UM JESUS FANTASMA?
Sermão do 3º. Domingo da Páscoa – Ano B
domingo, 15 de abril
de 2018
Jesus
aparece aos discípulos
Mt 28.16-20; Mc 16.14-18; Jo 20.19-23; At
1.6-8
36 Falavam eles ainda estas coisas
quando Jesus apareceu no meio deles e lhes disse:
— Que a paz esteja com vocês!
37 Eles, porém, ficaram assustados
e com medo, pensando que estavam vendo um espírito. 38 Mas
ele lhes disse:
— Por que vocês estão assustados? E por que surgem dúvidas no
coração de vocês? 39 Vejam as minhas mãos e os meus
pés, que sou eu mesmo. Toquem em mim e
vejam que é verdade, porque um espírito não tem carne nem ossos, como vocês
estão vendo que eu tenho.
40 Dizendo
isto, mostrou-lhes as mãos e os pés. 41 E,
por não acreditarem eles ainda, por causa da alegria, e como estavam admirados,
Jesus lhes disse:
— Vocês têm aqui alguma coisa para comer?
42 Então
lhe apresentaram um pedaço de peixe assado, 43 e
ele comeu na presença deles.
44 A
seguir, Jesus lhes disse:
— São estas as palavras que eu lhes falei, estando ainda com
vocês: era necessário que se cumprisse tudo o que está escrito a respeito de
mim na Lei de Moisés, nos Profetas e nos Salmos.
45 Então
lhes abriu o entendimento para compreenderem as Escrituras. 46 E
disse-lhes:
— Assim está escrito que o
Cristo tinha de sofrer, ressuscitar dentre os mortos no
terceiro dia, 47 e
que em seu nome se pregasse arrependimento para remissão de pecados a todas as
nações, começando em Jerusalém. 48 Vocês
são testemunhas destas coisas.

- Detalhes da tarefa: Dê sequência ao trecho do sermão sobre Jesus aparecendo aos discípulos, começando logo depois da última frase mostrada.

- Linhas de registros:

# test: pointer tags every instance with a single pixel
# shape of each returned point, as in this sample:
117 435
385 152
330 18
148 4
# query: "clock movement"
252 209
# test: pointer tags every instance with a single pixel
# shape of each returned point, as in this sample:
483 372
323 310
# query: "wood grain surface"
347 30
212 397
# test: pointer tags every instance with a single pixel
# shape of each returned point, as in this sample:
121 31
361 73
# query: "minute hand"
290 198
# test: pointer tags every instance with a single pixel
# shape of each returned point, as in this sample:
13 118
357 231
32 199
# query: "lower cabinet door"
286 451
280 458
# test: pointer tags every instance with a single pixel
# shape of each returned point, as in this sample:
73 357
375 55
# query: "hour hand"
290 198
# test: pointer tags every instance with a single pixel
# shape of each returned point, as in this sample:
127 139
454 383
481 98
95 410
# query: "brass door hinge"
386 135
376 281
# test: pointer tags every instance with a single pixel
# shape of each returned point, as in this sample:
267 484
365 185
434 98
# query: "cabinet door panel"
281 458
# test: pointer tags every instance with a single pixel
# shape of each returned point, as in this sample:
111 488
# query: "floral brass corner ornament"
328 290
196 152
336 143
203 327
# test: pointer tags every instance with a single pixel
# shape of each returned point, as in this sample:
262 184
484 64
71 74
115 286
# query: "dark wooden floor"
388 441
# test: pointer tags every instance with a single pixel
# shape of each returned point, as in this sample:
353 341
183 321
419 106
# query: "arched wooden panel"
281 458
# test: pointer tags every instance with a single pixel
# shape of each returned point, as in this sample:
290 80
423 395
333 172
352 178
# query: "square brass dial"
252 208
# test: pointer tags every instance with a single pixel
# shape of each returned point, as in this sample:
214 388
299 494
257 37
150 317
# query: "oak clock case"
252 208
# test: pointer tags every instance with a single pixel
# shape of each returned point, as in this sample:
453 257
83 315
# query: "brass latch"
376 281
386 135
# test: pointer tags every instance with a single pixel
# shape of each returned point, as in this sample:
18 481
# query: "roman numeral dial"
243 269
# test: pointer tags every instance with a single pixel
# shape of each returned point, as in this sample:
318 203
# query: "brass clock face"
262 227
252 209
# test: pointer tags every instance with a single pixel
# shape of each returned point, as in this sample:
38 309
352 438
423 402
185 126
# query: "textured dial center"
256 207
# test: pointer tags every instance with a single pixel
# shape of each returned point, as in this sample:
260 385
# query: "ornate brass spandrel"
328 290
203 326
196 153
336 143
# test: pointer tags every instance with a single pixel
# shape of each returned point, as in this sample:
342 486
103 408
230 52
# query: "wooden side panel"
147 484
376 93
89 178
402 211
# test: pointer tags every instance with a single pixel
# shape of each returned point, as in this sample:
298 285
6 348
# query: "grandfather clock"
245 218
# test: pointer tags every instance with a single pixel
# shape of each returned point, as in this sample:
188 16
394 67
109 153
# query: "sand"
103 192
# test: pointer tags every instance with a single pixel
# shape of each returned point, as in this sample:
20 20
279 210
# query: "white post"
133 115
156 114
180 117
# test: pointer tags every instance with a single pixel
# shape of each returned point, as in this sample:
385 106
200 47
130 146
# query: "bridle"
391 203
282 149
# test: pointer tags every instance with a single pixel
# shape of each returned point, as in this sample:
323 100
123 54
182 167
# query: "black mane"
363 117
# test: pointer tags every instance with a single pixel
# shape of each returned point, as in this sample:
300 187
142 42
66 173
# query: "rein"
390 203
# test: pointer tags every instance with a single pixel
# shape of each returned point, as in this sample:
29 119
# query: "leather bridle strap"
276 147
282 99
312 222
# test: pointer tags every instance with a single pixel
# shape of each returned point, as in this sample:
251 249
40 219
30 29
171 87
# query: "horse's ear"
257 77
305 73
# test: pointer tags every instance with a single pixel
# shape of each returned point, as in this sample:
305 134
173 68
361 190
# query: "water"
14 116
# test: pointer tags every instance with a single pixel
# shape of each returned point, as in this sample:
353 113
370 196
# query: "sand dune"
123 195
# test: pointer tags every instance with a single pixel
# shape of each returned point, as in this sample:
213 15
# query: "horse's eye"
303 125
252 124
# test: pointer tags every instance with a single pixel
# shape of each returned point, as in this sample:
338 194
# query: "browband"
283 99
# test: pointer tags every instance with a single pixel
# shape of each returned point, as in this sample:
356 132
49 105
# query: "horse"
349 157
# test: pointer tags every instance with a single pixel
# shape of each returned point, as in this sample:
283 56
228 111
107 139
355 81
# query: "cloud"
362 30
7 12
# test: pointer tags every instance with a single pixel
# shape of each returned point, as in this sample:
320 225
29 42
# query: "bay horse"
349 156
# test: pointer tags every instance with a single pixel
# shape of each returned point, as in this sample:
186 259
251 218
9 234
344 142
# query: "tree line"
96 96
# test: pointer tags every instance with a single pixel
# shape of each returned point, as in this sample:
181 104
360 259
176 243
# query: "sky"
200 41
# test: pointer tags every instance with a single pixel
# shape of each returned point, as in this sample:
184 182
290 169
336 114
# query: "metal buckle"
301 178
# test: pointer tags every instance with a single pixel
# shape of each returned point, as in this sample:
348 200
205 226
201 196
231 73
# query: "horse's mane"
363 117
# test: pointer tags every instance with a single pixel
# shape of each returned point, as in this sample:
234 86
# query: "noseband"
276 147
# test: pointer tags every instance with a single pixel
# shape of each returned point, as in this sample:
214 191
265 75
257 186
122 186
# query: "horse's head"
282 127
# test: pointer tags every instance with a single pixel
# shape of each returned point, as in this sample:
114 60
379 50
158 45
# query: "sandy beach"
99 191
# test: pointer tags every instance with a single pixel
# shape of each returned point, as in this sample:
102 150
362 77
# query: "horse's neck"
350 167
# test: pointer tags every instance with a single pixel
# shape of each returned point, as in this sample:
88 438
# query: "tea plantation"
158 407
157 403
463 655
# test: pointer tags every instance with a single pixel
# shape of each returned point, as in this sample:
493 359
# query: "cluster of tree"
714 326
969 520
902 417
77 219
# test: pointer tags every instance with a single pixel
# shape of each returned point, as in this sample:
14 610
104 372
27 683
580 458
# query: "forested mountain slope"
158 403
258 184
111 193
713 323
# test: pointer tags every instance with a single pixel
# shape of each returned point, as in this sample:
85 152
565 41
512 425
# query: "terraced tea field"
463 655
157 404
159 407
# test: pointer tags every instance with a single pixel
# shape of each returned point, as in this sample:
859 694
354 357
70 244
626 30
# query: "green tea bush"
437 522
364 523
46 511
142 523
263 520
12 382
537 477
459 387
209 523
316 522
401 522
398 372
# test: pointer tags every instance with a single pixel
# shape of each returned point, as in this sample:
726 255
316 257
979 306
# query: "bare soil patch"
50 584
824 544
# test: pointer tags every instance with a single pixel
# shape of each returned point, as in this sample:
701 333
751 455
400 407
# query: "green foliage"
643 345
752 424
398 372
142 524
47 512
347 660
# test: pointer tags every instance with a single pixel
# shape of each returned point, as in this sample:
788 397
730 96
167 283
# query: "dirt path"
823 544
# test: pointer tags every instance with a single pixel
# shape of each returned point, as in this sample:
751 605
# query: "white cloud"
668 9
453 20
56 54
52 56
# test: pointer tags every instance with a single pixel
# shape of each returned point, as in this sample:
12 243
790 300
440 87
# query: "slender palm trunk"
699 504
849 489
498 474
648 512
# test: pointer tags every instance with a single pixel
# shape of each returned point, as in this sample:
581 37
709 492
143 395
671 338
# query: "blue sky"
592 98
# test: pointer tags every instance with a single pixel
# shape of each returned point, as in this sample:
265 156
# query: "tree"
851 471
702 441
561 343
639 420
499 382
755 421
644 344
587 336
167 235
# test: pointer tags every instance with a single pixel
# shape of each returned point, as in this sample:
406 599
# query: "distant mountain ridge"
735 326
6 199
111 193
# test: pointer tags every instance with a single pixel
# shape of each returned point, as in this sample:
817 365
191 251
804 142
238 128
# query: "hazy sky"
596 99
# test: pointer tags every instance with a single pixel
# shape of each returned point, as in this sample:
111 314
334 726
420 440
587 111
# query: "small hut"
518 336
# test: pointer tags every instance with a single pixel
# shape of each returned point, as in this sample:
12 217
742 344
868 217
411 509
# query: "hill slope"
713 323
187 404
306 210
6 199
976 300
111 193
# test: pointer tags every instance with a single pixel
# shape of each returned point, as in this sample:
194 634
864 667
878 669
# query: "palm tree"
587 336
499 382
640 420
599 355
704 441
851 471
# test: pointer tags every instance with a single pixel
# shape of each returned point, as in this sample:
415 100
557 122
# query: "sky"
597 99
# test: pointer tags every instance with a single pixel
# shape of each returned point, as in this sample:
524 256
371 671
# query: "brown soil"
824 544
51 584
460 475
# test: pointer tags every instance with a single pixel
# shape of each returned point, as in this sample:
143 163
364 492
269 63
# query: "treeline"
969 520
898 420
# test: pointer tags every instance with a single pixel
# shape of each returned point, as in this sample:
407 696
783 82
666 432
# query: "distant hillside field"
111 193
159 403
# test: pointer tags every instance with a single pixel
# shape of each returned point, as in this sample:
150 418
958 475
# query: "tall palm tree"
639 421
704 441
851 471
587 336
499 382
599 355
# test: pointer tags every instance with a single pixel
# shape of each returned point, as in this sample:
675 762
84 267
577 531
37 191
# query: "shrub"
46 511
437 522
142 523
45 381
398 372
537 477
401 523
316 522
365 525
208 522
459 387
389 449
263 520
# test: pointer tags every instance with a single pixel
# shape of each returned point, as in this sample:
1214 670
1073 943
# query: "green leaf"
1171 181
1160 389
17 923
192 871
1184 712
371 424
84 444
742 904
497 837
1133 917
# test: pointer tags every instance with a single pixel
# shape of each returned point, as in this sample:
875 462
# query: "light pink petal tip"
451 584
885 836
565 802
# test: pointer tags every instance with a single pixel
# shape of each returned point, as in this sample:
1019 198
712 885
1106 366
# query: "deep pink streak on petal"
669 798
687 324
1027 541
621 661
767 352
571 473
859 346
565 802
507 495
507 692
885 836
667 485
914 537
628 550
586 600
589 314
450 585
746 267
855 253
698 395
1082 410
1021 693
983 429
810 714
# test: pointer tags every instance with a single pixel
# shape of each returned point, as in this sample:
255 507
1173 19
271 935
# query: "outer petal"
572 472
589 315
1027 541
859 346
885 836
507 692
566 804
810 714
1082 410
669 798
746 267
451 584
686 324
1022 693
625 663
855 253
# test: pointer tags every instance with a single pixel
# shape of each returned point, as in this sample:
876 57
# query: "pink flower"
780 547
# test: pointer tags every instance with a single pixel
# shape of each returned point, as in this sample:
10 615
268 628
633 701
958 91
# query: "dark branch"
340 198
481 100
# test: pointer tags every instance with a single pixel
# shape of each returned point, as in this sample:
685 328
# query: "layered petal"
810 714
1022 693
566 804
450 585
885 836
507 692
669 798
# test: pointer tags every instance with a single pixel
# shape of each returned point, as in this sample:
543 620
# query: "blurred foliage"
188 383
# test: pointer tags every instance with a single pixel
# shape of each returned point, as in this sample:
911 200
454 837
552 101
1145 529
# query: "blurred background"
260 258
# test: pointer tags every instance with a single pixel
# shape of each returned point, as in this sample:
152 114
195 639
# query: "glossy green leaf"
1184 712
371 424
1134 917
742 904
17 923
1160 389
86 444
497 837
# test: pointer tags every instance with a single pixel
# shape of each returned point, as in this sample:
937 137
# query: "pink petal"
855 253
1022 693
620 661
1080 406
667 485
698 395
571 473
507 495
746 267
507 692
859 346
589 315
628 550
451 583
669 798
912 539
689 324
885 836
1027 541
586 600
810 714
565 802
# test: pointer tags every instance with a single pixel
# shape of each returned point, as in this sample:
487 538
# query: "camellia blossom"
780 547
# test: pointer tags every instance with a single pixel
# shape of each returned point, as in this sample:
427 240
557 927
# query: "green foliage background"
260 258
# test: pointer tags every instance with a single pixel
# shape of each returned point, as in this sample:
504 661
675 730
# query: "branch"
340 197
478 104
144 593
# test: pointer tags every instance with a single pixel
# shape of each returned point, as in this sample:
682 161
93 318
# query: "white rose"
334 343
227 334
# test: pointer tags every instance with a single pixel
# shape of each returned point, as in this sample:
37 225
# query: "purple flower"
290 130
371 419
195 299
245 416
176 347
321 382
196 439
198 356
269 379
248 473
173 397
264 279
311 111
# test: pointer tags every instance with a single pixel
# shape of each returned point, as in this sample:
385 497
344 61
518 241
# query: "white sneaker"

- Resposta da tarefa:
A
leitura do Evangelho deste domingo descreve a mesma cena da leitura do domingo
passado, narrada por João 20 os discípulos reunidos em uma sala fechada são
repentinamente visitados pelo Senhor Jesus, que aparece no meio deles de forma
inexplicável, extraordinária.
Diante
da reação dos discípulos, Jesus esclarece que não é um espírito desencarnado,
nem um fantasma, uma alma sem corpo.
Mostra as marcas da crucificação em sua pele, e se alimenta na frente
deles.
Depois
disso, lembra aos discípulos trechos do Antigo Testamento que falavam dos
sofrimentos e da morte do Messias como condições necessárias para a sua
vitória. Conclui seu discurso com uma palavra de envio dos discípulos, como
testemunhas de todos esses acontecimentos.
Podemos
ler esse texto de três formas: uma
leitura litúrgica, uma leitura teológica e finalmente uma leitura prática.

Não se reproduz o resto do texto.